[Extracted data entries]
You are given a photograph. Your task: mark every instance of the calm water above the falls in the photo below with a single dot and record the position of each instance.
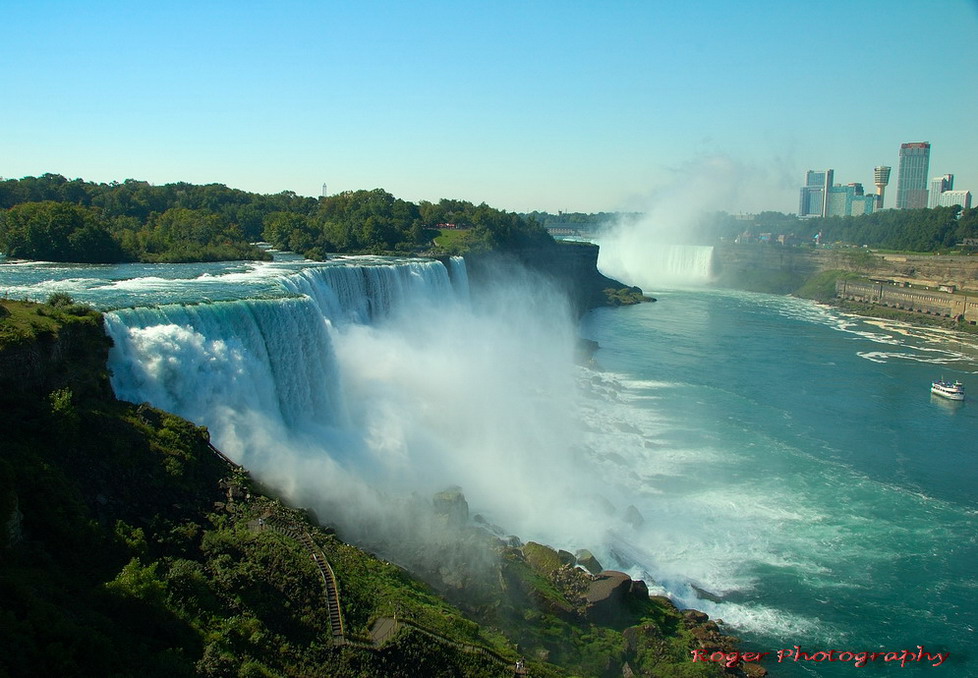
(796, 477)
(797, 467)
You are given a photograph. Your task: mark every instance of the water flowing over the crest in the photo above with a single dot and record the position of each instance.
(651, 264)
(371, 380)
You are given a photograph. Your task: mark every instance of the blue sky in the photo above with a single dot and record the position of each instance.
(572, 105)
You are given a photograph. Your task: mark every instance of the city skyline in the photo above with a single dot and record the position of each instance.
(544, 106)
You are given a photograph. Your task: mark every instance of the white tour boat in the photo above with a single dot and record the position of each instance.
(947, 389)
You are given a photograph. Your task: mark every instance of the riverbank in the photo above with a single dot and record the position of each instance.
(932, 291)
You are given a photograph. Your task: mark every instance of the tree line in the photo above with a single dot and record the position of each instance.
(919, 230)
(56, 219)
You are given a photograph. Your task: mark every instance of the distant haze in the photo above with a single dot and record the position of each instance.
(525, 106)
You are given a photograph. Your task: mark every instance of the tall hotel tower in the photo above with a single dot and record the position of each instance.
(881, 177)
(912, 175)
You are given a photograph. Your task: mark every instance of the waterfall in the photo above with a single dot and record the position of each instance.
(369, 384)
(651, 264)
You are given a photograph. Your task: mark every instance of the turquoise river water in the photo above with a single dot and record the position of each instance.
(795, 475)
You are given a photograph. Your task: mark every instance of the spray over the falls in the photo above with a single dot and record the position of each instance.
(377, 384)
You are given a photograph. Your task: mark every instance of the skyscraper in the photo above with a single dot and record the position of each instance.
(912, 175)
(815, 192)
(881, 177)
(939, 185)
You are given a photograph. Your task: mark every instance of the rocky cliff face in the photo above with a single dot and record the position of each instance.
(573, 266)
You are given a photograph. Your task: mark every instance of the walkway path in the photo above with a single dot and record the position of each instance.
(384, 628)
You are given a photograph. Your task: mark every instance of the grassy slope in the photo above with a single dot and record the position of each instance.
(130, 548)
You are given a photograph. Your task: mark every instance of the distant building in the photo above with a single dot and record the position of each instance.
(881, 177)
(912, 175)
(952, 198)
(937, 186)
(812, 202)
(848, 201)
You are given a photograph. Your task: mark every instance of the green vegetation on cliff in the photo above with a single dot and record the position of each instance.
(130, 547)
(51, 218)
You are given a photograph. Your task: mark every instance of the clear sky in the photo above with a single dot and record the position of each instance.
(523, 104)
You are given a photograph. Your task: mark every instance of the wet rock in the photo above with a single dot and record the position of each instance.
(609, 593)
(451, 504)
(587, 560)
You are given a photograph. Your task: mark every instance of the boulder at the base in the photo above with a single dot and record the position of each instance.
(609, 593)
(587, 560)
(451, 504)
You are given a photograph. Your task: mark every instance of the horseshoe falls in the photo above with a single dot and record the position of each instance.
(775, 463)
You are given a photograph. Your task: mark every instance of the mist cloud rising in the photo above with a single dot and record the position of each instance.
(364, 421)
(662, 244)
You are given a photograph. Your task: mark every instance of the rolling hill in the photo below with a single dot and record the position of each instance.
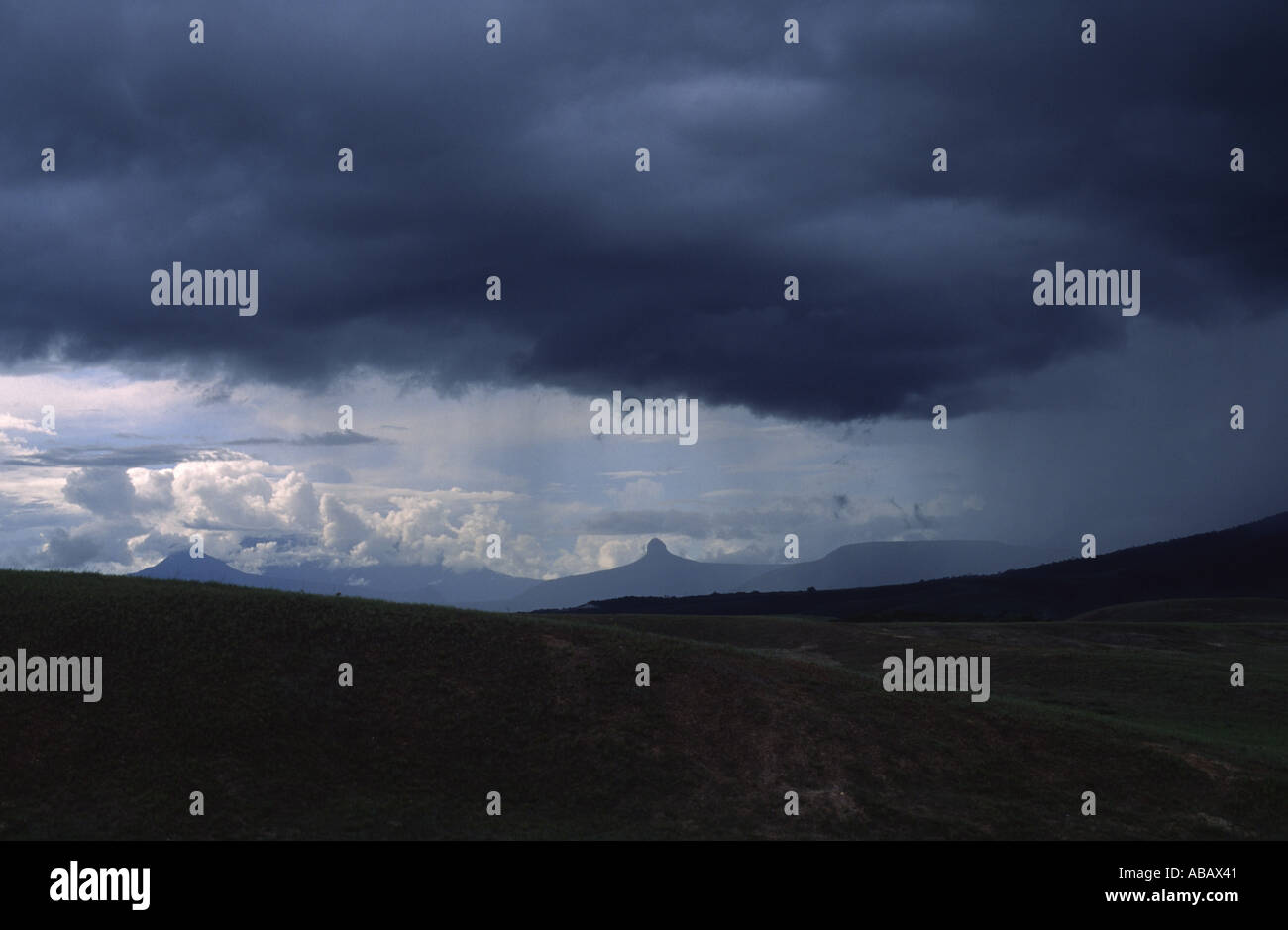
(233, 692)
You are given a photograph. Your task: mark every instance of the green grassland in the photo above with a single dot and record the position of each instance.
(233, 692)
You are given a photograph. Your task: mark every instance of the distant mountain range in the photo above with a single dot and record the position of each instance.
(657, 573)
(406, 583)
(1249, 561)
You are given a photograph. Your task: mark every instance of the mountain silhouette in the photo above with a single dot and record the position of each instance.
(868, 565)
(1240, 562)
(658, 572)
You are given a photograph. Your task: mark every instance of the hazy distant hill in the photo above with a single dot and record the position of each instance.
(233, 690)
(658, 572)
(406, 583)
(868, 565)
(1243, 562)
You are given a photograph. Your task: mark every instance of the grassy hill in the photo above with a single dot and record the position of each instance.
(233, 692)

» **Work to complete**:
The data must be repeated exactly. Any pictures in it are to be left out.

» **Completed exercise**:
You are given a photograph. Your task: mark every instance of the calm water above the falls in the photo below with a single dot and record the position of each instance.
(796, 477)
(797, 467)
You are given a photograph. Your task: mark every instance of the water flowing over the crest in the photo above with a single dot and record the position of each instance.
(651, 264)
(371, 380)
You are given a photograph. Your task: mark every instance of the blue sky in the photo above with a single dot and record the position of each instance.
(572, 105)
You are given a photograph. Your task: mark every instance of the city skyline in the photo above with a single dot and record the position of each instance.
(544, 106)
You are given a photograph. Your task: mark every instance of the white tour boat in the photo above with a single dot and record the position of each instance.
(947, 389)
You are given a photograph. Your task: mark every instance of the riverbank in the photo above with a single dot and record the position of each instance.
(932, 291)
You are given a photograph. Your task: mark every instance of the tree line in the photo above with a single dot and record the position of each instance.
(919, 230)
(56, 219)
You are given a photograph. Your task: mark every instance of the distant haze in the photo above with a single dot and record the position of each instance.
(525, 106)
You are given a photograph. Your task: mark every instance of the tall hotel tower in the photo above with a single dot and record the position of each instance.
(881, 177)
(912, 175)
You are given a photograph. Your task: mark every instance of the waterfall in the photo above with a single dot and record the position of each instance.
(369, 384)
(651, 264)
You are given a photograph. Your task: mark every instance of the turquoise river water in the photo above with a single dot and record the position of each instance.
(795, 475)
You are given a photograph. Your task: mark every instance of the spray over the falls in the photo above with a single dot and record the position of each instance.
(377, 384)
You are given a photograph. Your task: mark every instance of the skyscraper in the photo above with a single dot and record the position of each instance.
(912, 175)
(815, 192)
(881, 177)
(939, 185)
You are given a photograph. Your task: mark every instance of the rocky cliff face in the photo above with a single dot and record the position of each instance.
(573, 266)
You are given a photograph. Your task: mark every instance of the walkway path in the photo above with a single dot and record the position of each instance.
(384, 628)
You are given a photograph. Your task: mark every instance of the grassy slope in the photo above with a single dot and record the position of each instance.
(130, 548)
You are given a photograph. Your task: mark every instance of the distant building in the photo above with a single dot and record the position of each instance.
(881, 177)
(912, 175)
(952, 198)
(937, 186)
(812, 202)
(848, 201)
You are given a photograph. Your task: mark every instance of the green vegetation on cliff in the photo above with a single dot and record the position of each instance.
(130, 547)
(51, 218)
You are given a photograph. Your task: mark every instance of the clear sky in the photo above with a single dot and record the position of each instance.
(523, 104)
You are given a photograph. Your task: mark every instance of the wet rock in the photo above with a single dot and record the position of each instance.
(609, 593)
(451, 504)
(587, 560)
You are given a photograph. Your task: mark every instance of the boulder at the base in the photo above with a single dot and record the position of each instance.
(609, 593)
(587, 560)
(451, 504)
You are given a photograph. Your task: mark every instance of the horseshoe falls in the photo above with a single dot and record the position of each instance.
(775, 463)
You are given a photograph. Your task: mark every instance of the mist cloud rising in the photo above with a single dot and record the position of each instance.
(364, 421)
(662, 244)
You are given a photograph. Your task: mark every instance of the rolling hill in the photo below with a single dot and record the position of each instance.
(233, 692)
You are given a photograph. Your task: mark every instance of the green grassland in the photo above with a single dot and record the position of each instance.
(233, 692)
You are given a photograph. Your task: mark every instance of the distant mountain range in the photo above with a single dot and record the position of each instance.
(657, 573)
(406, 583)
(1249, 561)
You are given a photograph. Your task: mark every instance of the mountain silhouette in the photo above with a single dot and record the position of each instance.
(868, 565)
(1240, 562)
(658, 572)
You are given a photograph. Your task: mark every instance of the hazy distant hill in the photo above with a single dot and record the position of each instance.
(233, 690)
(658, 572)
(406, 583)
(868, 565)
(1243, 562)
You are given a photograph. Your task: mark every instance of the grassy hill in the photo above with a single dot and record the position of each instance.
(233, 692)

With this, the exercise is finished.